§ **Input for this task**
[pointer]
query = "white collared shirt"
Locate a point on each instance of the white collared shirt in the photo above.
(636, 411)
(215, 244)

§ **Task objective**
Print only these lines, exactly: the one containing "Locate a point" and all after it to the end of the entries.

§ **Response for this exercise**
Locate a point on each instance of the white collared shirt in the photo above.
(636, 411)
(215, 244)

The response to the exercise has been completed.